### Problem
Please render the lines below as a JSON list of strings, one string per line, leaving out blank lines.

━━━ Given entries ━━━

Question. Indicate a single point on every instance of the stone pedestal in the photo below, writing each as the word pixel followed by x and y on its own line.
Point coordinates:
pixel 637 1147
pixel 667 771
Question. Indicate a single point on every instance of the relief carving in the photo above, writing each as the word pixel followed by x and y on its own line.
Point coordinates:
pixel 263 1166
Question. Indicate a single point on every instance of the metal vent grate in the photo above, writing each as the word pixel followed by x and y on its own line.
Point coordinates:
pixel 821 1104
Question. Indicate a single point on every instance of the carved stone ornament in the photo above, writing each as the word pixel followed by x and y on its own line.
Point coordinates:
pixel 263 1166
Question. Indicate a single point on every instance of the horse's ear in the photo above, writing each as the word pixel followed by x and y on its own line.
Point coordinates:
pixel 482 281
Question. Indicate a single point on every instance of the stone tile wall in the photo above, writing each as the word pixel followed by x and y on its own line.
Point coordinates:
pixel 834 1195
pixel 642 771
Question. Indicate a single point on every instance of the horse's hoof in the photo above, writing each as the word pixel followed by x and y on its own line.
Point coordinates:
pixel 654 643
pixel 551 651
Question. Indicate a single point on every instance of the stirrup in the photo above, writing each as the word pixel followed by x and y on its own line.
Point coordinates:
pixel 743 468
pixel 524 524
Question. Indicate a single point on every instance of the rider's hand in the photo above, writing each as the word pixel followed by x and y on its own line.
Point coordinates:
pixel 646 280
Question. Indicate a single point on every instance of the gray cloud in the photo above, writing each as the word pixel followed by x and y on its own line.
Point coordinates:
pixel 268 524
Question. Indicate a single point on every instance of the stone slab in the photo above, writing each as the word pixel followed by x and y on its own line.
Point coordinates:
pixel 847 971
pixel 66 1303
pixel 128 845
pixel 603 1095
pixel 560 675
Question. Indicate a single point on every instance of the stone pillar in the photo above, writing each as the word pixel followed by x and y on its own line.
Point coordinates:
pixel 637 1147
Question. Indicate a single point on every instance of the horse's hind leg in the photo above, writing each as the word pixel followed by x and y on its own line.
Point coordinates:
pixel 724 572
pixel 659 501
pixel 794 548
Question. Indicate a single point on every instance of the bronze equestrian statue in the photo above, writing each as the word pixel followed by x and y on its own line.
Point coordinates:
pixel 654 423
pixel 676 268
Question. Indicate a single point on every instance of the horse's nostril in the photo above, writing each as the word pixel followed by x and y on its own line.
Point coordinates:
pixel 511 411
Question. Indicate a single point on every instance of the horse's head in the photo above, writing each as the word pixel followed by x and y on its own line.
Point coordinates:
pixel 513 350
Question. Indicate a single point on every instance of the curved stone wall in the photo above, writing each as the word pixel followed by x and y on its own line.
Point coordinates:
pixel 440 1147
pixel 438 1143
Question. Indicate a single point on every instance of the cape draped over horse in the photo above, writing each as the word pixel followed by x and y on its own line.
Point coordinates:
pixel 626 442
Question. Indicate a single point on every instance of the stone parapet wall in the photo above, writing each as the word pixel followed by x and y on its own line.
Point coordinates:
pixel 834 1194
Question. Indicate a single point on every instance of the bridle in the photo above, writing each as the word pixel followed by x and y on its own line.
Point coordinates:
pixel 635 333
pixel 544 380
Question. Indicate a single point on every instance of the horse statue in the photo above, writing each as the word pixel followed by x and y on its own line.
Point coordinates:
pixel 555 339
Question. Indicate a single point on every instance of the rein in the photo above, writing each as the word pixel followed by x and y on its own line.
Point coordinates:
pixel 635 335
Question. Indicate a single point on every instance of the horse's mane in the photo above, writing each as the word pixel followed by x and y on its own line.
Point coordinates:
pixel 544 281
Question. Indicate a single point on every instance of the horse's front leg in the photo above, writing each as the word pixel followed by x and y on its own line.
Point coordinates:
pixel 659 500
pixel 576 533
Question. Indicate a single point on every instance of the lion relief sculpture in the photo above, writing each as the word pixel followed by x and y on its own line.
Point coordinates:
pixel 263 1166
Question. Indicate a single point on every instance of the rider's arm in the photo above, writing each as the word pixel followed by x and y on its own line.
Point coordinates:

━━━

### In response
[
  "Question. Indicate a single point on every instance of the stone pedestal in the photo below, writing each as the word pixel followed by x and y on its own line.",
  "Point coordinates:",
  "pixel 637 1147",
  "pixel 667 771",
  "Question. Indicate a single point on every instance of the relief carving in the photo above, writing each as the word pixel followed by x and y on its own line.",
  "Point coordinates:",
  "pixel 263 1166",
  "Question. Indicate a single point on every instance of the metal vent grate in the photo above, writing each as the word pixel followed by x and y on its own line.",
  "Point coordinates:",
  "pixel 821 1104",
  "Question. Indicate a single point on every instance of the carved stone ornament in the photo above, writing each as the word pixel followed by x and y on its own line.",
  "Point coordinates:",
  "pixel 263 1166",
  "Question. Indicate a single point on every instance of the horse's ear in the photo above, writing each as the word pixel followed by x and y on its own line.",
  "Point coordinates:",
  "pixel 482 281",
  "Question. Indicate a single point on every instance of the stone tile wall in the photo above, writing each as the word pixel followed by x and y on its own line.",
  "Point coordinates:",
  "pixel 834 1195",
  "pixel 642 771",
  "Question. Indicate a single point on every instance of the horse's hoof in the photo above, writing each as the word pixel followed by x and y on its own line.",
  "Point coordinates:",
  "pixel 654 643",
  "pixel 551 651",
  "Question. Indicate a single point on every instance of the stirrup in the photo above, writing each as the word pixel followed by x and y on its own line.",
  "Point coordinates:",
  "pixel 743 468",
  "pixel 524 524",
  "Question. Indicate a single point on every instance of the rider's hand in the photo above, writing each as the word pixel followed by x and y on its own line.",
  "Point coordinates:",
  "pixel 646 280",
  "Question. Indicate a single point on every instance of the gray cloud in the photo above, writing each as the word pixel followed by x and y on its own line.",
  "Point coordinates:",
  "pixel 268 524",
  "Question. Indicate a single point on every instance of the stone slab in the photo above, writing each as the word pixel followed by x and y on its own line.",
  "Point coordinates:",
  "pixel 847 971",
  "pixel 66 1303",
  "pixel 128 845",
  "pixel 603 1095",
  "pixel 560 675",
  "Question. Indicate a single point on every instance of the stone pillar in the photo above, writing each as the word pixel followed by x and y on its own line.",
  "Point coordinates:",
  "pixel 637 1147",
  "Question. Indicate a single point on every instance of the horse's hind leg in the photo above, writing each as the word pixel followed by x and y on its own line.",
  "Point coordinates:",
  "pixel 724 572",
  "pixel 659 501",
  "pixel 794 548",
  "Question. Indicate a single point on every instance of the bronze equestrian statue in the photo above, writing each as the word pixel followed by x and y on its own line.",
  "Point coordinates:",
  "pixel 654 423",
  "pixel 676 268",
  "Question. Indicate a single point on every instance of the horse's nostril in the photo above, writing each as the word pixel followed by x and y on its own line.",
  "Point coordinates:",
  "pixel 511 411",
  "Question. Indicate a single point on every instance of the horse's head in the photo above, writing each as the word pixel followed by x and y on its own line.",
  "Point coordinates:",
  "pixel 513 350",
  "Question. Indicate a single point on every instance of the curved stone wall in the photo above, writing each as the word pixel followed by x and y on its own line.",
  "Point coordinates:",
  "pixel 440 1147",
  "pixel 438 1143",
  "Question. Indicate a single point on every instance of the cape draped over horse in the photo above, writing each as the word pixel followed by x and y on its own line.",
  "Point coordinates:",
  "pixel 626 442",
  "Question. Indicate a single point on every instance of the stone parapet wall in the photo above, writing each as the word pixel followed by x and y on its own line.",
  "Point coordinates:",
  "pixel 834 1194",
  "Question. Indicate a single point on every instance of the bridle in the photo above, writing each as the word pixel followed by x and y on its own line.",
  "Point coordinates:",
  "pixel 635 333",
  "pixel 544 380",
  "Question. Indicate a single point on every instance of the horse statue in the photo above, writing each as the word pixel followed by x and y on its own line.",
  "Point coordinates:",
  "pixel 555 339",
  "Question. Indicate a single point on every instance of the rein in the photo above, writing each as the word pixel followed by x and y on its own line.",
  "Point coordinates:",
  "pixel 635 335",
  "Question. Indicate a single point on every instance of the horse's mane in the photo above, writing each as the word pixel followed by x and y on its own line.",
  "Point coordinates:",
  "pixel 544 281",
  "Question. Indicate a single point on every instance of the horse's front leg in the photo above, writing each as the word pixel followed by x and y on its own line.",
  "Point coordinates:",
  "pixel 659 500",
  "pixel 576 533",
  "Question. Indicate a single point on every instance of the lion relief sculpture in the photo above, writing each as the word pixel followed by x and y on its own line.",
  "Point coordinates:",
  "pixel 263 1166",
  "Question. Indicate a single point on every instance of the rider's arm in the photo above, writing each as the word pixel followed by x and y on its own line.",
  "Point coordinates:"
]